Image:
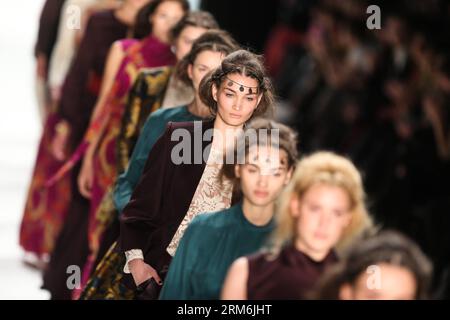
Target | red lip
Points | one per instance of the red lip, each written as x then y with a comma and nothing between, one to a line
261,194
235,116
320,236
=-=-=
--- WHAT IS NEEDED ---
Rescale the listing above by multiplying every point coordinate in the answers by 1.6, rounding to whole numbers with halves going up. Repeat all its lines with the requests included, and leave the picture out.

--- SOLUTION TO THIS TASK ---
Image:
Target | red lip
Points | one per instance of the red lip, each written as x then y with a comma and nothing between, one to a line
418,310
376,186
512,378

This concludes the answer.